▶ [What you are asked to do] Count the lines in the items below that contain the string "bounding", matching case exactly, and reply with the number alone.

......

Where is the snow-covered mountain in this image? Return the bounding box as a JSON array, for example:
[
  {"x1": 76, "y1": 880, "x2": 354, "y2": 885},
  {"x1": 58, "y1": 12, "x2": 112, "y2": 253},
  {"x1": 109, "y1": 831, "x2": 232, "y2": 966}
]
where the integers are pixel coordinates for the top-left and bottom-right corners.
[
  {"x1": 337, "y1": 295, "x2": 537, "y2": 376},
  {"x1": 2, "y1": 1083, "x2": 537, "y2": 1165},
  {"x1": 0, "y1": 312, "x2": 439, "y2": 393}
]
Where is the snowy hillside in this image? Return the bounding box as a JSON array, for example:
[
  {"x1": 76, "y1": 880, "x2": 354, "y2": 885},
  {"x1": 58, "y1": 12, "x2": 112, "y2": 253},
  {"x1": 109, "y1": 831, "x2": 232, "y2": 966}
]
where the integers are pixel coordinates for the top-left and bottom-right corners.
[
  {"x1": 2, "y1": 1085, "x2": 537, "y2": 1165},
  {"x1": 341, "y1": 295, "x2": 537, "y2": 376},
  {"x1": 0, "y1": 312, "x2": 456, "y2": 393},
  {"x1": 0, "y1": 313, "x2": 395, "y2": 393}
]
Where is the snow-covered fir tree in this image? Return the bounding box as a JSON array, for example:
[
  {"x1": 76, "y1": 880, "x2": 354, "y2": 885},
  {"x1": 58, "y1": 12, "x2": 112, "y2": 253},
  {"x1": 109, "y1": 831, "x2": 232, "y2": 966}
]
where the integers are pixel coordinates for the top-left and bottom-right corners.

......

▶ [The result] 3